──────── PAGE EXTRACT ────────

W7: Interrogating GenAI Augmentation for CHIworkers: Strategies for Professional Autonomy and Accountability
Time: 14:30 – 18:30
Location: TBD
Webpage: https://chiwork-ai.hauke.haus
Organizers: Hauke Sandhaus (Cornell Tech), Kashif Imteyaz (Northeastern University), Mohammed Almutairi (University of Notre Dame), Pooja Prajod (Centrum Wiskunde & Informatica), Divya Ramesh (University of North Carolina at Charlotte), Saiph Savage (Northeastern University), Qian Yang (Cornell University), Michael Muller (Independent Researcher)

──────── SOURCE MATERIAL ────────

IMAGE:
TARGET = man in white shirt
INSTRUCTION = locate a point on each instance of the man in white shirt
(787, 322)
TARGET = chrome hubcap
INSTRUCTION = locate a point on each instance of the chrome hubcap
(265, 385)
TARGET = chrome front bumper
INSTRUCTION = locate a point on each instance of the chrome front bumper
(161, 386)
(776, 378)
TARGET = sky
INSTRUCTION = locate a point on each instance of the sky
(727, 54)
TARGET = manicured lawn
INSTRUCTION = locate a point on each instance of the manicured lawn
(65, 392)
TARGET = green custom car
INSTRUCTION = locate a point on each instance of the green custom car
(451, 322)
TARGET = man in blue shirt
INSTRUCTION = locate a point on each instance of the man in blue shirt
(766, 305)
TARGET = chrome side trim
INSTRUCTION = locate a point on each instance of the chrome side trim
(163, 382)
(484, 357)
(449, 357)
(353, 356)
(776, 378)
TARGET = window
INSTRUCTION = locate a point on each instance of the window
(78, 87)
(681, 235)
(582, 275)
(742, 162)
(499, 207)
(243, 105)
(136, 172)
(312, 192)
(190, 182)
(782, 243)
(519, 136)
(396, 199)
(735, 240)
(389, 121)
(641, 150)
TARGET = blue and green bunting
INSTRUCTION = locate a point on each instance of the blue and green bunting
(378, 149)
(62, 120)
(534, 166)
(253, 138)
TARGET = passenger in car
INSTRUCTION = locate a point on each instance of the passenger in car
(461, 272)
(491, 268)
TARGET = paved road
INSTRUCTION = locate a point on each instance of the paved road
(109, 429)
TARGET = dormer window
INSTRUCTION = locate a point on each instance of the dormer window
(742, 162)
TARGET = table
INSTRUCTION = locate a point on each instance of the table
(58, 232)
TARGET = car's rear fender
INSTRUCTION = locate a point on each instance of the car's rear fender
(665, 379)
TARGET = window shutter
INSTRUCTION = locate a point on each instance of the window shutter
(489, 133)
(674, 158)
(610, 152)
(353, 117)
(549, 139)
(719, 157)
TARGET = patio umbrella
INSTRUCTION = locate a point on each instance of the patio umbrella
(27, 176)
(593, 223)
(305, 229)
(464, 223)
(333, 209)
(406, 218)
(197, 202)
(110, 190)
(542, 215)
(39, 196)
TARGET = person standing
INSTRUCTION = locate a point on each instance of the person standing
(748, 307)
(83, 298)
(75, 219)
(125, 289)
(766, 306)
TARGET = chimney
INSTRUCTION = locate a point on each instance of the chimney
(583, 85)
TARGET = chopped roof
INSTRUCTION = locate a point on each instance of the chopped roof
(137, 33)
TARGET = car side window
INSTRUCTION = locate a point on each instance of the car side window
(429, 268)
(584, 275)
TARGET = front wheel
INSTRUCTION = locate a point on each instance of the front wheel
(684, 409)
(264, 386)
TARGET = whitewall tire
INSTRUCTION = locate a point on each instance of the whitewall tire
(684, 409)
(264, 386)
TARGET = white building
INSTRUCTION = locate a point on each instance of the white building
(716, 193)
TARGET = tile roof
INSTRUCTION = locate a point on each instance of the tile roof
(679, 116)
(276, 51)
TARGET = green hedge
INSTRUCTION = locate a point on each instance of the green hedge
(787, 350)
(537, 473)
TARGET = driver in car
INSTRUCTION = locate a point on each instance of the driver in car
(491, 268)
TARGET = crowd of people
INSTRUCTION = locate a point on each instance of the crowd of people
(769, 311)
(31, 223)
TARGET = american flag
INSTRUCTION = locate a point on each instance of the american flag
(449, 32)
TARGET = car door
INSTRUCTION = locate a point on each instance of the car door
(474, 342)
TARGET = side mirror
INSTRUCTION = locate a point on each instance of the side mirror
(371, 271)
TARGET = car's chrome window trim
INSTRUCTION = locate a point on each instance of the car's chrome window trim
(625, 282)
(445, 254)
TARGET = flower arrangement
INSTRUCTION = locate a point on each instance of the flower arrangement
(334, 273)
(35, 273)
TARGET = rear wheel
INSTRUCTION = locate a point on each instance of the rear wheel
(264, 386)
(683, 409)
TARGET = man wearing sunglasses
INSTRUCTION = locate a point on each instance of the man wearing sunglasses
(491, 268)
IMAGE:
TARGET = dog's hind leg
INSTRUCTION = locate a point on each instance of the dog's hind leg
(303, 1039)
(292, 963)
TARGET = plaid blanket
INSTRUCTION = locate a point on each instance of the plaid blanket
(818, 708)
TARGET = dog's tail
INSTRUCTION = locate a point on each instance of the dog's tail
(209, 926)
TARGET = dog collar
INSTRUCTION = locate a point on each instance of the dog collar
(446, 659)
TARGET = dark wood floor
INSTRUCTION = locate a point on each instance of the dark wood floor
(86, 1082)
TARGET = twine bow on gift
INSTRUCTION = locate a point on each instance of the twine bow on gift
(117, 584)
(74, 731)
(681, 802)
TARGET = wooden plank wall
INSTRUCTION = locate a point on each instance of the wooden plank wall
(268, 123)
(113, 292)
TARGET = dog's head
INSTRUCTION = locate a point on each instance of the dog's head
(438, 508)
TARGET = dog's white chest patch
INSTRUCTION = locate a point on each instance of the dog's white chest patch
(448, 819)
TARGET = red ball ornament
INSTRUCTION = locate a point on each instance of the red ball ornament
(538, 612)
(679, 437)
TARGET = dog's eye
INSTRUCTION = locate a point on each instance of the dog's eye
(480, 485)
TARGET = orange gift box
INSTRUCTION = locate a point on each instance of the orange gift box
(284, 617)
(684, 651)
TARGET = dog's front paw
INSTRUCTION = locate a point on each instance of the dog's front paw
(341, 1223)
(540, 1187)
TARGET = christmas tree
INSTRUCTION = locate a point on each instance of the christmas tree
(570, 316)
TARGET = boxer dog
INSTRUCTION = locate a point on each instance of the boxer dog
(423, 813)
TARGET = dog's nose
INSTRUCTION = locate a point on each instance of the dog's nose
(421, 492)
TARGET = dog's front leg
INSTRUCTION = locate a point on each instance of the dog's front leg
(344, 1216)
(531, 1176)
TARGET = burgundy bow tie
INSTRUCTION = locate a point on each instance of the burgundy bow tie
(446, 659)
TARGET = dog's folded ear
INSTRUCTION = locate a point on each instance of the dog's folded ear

────────

- [LIST OF TASKS]
1) Answer these from the workshop listing:
(a) What time span is given for the workshop?
(b) What web address is listed for it?
(c) Which institution is Divya Ramesh affiliated with?
2) Name every organizer in the workshop listing.

- [LIST OF SOLUTIONS]
1)
(a) 14:30 – 18:30
(b) https://chiwork-ai.hauke.haus
(c) University of North Carolina at Charlotte

2) Hauke Sandhaus, Kashif Imteyaz, Mohammed Almutairi, Pooja Prajod, Divya Ramesh, Saiph Savage, Qian Yang, Michael Muller